*Reading passage*.
Release KDL 2.0.0 #434

zkat · 2024-12-15T03:52:37Z

This is it, folks! I think we're ready to finalize 2.0, after something like 3 years of work.

I'm very happy with the language we've defined here, and how nice it feels to use. I want to express my thanks to everyone who has contributed ideas and discussion and work to its specification, all the various implementers who have helped validate it, and all the users of 1.0 who helped give real, experience-based feedback on the previous version of the language, helping us figure out what could be improved.

I'm gonna give folks a few days to review things and make a decision, then I'm hoping to have consensus from at least a few of the major contributors and implementers before publishing this.

Thanks again, everyone. This wouldn't have been possible without you, and I think we've ended up with a real, shining gem.

NOTE: If you're "just" a community member, your opinion is still welcome, although contributors/implementers will likely be prioritized at this point.

…on closing line

zkat · 2024-12-15T10:08:11Z

heh. The draft.8 tests killed kdl-rs multiline parsing and I realized the grammar wasn't actually allowing escapes on the closing multiline quoted string line.

so there's tests for that too now.

zkat · 2024-12-15T23:41:14Z

@tabatkins @tjol I regret to inform you that the Really Complicated whitespace-only multiline string test was actually wrong (I'm pretty sure).

The prefixes didn't match, and prefixes need to match exactly before any normalization or empty line collapse, unless the line is completely empty.

That is, this should fail, I believe, wince line 2 isn't completely empty, but its prefix doesn't match line 3:

"""\n
\t\s\n
\s\s"""

tjol · 2024-12-15T23:49:18Z

@zkat I thought we'd established that the rule that empty lines can contain “any” whitespace takes priority over the prefix requirement.

#429 (comment)

zkat · 2024-12-15T23:59:00Z

Ohhh. Uggghhhhhhhhhhhh ok I'll roll this back

eilvelia · 2024-12-16T00:49:54Z

I think the interactions of multiline strings with escapes are pretty weird currently.

When processing a Multi-line String, implementations MUST dedent the string after resolving all whitespace escapes, but before resolving other backslash escapes.

\" should also be interpretered before dedenting (I assume \""" doesn't close the string) since otherwise it wouldn't be possible to find the correct enclosing """ and deduce the prefix to dedent; if you resolve any escapes, you want to interpret \\ as well. However, resolving them cannot just be done in two separate phases, or \\t will be transformed as \\t -> \t -> <tab>. I think instead it should be noted that, to find the whitespace prefix, at least \" and \\ should be analyzed, and then escapes are resolved from the raw form (i.e. during dedenting the escapes are lexically analyzed but not resolved/saved). It would be nice to add a test with \""" inside a multiline string (I can't find one).

*Activity 1*.
Write out the KDL 2.0.0 release thread word for word, from "zkat · 2024-12-15T23:41:14Z" down to "is completely empty.".

*Data records*.
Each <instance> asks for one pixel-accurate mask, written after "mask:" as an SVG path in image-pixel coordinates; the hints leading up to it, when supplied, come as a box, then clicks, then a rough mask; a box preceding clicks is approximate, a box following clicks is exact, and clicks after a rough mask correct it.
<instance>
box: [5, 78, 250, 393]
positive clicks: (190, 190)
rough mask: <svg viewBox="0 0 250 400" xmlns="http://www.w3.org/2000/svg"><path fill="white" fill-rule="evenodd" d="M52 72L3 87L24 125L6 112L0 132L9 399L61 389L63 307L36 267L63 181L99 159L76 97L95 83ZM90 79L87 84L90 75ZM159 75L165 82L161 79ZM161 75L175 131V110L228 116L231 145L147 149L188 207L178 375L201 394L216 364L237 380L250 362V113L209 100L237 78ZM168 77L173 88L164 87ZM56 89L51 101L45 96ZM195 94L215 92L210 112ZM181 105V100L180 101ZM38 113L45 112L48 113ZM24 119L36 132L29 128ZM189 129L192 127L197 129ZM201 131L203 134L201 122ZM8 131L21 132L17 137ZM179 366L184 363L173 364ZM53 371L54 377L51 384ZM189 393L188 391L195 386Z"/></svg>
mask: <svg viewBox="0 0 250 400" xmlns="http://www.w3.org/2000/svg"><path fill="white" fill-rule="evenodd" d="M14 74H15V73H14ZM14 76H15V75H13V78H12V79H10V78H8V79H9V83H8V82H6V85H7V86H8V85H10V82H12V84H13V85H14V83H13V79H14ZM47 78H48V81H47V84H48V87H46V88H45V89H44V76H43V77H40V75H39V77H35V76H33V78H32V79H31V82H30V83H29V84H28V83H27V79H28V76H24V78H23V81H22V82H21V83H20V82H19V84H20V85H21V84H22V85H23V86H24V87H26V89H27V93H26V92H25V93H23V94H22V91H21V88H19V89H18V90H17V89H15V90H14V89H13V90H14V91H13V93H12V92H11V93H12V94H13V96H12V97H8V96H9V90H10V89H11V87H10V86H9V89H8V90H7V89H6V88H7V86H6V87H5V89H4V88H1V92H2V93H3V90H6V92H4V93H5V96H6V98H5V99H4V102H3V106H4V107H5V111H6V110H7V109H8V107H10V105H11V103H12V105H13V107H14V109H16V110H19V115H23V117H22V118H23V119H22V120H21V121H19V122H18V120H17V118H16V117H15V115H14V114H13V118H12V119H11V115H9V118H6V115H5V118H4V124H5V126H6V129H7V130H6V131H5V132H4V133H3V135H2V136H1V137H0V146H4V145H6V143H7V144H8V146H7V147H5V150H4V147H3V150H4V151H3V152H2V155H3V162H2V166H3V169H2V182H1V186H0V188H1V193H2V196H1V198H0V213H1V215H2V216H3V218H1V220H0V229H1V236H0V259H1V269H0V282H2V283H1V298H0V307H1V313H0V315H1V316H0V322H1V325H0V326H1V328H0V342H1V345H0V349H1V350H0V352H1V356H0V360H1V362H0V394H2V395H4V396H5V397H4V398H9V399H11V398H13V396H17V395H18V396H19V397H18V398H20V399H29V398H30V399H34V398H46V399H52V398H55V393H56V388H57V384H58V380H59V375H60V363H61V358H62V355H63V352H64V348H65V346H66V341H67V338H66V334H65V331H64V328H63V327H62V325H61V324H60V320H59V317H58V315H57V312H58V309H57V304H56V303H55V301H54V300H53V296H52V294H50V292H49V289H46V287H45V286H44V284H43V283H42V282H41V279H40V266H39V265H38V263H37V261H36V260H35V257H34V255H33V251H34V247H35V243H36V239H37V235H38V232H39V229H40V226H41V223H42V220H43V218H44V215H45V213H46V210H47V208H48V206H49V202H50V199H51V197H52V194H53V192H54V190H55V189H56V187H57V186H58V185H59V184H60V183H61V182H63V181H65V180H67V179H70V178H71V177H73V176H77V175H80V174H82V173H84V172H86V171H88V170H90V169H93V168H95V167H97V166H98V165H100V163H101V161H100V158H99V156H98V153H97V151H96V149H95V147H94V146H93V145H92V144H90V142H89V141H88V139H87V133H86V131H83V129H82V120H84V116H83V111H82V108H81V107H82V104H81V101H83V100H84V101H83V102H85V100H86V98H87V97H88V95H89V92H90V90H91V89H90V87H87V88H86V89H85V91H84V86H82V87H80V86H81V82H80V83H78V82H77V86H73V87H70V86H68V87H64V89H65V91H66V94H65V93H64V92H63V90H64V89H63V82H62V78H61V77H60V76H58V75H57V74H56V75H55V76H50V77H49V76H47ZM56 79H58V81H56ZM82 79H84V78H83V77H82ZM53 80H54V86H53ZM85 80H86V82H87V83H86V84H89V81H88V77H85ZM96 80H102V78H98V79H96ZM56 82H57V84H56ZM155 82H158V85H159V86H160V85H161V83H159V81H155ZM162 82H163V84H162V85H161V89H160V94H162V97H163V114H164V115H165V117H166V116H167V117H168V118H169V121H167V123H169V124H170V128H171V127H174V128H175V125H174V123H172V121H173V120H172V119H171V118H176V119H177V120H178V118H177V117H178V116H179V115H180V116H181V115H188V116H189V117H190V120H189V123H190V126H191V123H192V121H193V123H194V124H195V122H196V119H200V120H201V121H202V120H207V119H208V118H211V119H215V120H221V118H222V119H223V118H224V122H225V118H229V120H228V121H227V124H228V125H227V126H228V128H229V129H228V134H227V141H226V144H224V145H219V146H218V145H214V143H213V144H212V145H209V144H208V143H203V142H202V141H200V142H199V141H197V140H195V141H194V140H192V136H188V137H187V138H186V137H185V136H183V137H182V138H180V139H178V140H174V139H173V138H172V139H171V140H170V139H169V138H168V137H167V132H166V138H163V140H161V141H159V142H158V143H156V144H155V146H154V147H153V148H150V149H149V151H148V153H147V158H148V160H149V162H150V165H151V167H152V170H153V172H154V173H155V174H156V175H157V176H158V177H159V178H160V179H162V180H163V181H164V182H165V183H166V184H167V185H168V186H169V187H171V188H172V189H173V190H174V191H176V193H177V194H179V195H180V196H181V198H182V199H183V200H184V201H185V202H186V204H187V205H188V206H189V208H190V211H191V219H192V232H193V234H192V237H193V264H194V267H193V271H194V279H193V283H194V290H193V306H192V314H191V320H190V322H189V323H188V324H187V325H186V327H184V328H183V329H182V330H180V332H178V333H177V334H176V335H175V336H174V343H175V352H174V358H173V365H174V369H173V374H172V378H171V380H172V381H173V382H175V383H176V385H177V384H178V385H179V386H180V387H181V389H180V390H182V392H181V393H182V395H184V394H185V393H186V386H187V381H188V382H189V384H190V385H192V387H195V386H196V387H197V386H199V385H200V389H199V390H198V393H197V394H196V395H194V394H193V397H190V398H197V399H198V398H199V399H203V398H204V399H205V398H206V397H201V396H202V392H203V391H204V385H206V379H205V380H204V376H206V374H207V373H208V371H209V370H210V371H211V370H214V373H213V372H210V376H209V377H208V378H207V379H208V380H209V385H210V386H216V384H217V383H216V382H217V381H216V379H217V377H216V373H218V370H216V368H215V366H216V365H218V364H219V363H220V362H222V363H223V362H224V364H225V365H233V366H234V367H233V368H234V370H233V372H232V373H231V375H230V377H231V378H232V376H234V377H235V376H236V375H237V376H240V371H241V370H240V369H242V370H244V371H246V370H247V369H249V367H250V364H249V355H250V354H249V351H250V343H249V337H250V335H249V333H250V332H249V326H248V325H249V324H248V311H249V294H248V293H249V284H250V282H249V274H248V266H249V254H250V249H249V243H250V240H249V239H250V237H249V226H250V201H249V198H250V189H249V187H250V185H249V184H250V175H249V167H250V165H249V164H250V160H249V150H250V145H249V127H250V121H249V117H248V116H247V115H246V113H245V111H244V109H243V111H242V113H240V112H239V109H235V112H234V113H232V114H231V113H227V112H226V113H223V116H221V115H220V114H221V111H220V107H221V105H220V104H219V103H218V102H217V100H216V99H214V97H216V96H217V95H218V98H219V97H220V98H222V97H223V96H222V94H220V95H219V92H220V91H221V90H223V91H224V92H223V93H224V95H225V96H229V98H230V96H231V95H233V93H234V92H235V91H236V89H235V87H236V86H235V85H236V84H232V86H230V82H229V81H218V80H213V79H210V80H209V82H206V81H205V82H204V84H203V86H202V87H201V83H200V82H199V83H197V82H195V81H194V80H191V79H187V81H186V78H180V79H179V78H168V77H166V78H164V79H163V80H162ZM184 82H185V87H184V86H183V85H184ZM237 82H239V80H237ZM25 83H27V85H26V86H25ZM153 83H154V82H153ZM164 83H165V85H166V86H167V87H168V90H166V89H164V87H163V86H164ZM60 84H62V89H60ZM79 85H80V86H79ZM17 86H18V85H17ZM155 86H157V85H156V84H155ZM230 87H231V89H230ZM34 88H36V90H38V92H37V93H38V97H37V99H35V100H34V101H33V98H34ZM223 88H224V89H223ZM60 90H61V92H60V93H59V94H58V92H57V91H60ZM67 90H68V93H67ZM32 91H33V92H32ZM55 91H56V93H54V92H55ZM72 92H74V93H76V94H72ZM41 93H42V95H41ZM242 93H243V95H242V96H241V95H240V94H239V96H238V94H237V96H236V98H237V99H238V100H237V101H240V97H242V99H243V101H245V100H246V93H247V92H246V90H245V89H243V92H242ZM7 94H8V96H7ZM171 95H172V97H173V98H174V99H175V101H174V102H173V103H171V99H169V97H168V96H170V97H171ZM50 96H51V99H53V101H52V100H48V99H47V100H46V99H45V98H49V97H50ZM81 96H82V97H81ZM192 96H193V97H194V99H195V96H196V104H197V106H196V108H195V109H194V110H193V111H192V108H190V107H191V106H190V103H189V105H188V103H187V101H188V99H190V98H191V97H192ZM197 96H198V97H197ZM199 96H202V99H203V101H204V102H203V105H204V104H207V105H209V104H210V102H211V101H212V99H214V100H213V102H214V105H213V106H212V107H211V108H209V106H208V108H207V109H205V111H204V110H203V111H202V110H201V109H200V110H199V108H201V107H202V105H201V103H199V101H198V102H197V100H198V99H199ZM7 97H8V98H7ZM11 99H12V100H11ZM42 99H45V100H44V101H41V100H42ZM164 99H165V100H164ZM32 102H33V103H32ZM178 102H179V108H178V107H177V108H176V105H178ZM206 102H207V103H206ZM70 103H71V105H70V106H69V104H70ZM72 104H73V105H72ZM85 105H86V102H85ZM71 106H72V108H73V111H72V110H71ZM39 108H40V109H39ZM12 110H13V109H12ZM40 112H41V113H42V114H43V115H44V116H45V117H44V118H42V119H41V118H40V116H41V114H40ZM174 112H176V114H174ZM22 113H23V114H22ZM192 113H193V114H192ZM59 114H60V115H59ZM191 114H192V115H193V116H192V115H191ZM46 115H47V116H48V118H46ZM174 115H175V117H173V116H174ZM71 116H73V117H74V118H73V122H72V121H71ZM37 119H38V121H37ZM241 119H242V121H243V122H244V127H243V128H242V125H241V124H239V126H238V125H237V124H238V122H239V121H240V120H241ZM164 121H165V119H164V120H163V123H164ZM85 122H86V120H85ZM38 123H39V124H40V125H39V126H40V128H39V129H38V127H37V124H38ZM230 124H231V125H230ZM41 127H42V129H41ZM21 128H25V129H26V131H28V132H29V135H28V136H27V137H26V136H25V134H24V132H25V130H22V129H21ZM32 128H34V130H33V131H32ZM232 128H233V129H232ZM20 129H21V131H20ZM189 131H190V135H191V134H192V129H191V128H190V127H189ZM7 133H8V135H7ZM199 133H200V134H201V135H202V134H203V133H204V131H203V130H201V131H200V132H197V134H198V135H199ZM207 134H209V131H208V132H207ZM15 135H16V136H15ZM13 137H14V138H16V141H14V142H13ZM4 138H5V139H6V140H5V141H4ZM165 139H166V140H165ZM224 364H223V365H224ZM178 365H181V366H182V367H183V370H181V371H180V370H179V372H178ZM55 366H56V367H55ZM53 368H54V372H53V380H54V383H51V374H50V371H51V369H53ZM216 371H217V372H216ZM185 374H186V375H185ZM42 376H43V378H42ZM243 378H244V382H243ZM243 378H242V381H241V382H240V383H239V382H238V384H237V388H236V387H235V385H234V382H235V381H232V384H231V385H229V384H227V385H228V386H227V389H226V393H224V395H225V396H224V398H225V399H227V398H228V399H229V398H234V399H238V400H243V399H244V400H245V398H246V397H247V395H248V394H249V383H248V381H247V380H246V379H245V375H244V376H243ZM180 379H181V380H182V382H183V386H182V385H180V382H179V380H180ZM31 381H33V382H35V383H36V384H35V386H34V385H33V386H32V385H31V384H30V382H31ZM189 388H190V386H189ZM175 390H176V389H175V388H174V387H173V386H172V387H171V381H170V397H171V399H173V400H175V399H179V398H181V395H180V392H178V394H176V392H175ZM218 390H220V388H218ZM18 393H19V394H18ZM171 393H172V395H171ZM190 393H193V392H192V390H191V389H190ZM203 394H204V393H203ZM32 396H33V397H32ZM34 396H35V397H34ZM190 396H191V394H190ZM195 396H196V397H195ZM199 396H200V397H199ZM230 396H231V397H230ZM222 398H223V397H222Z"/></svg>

*Activity 2*.
Return, unchanged, everything in the records from their first line down to the line containing "positive clicks: (190, 190)", including that line.

*Output 1*.
zkat · 2024-12-15T23:41:14Z

@tabatkins @tjol I regret to inform you that the Really Complicated whitespace-only multiline string test was actually wrong (I'm pretty sure).

The prefixes didn't match, and prefixes need to match exactly before any normalization or empty line collapse, unless the line is completely empty.

*Output 2*.
Each <instance> asks for one pixel-accurate mask, written after "mask:" as an SVG path in image-pixel coordinates; the hints leading up to it, when supplied, come as a box, then clicks, then a rough mask; a box preceding clicks is approximate, a box following clicks is exact, and clicks after a rough mask correct it.
<instance>
box: [5, 78, 250, 393]
positive clicks: (190, 190)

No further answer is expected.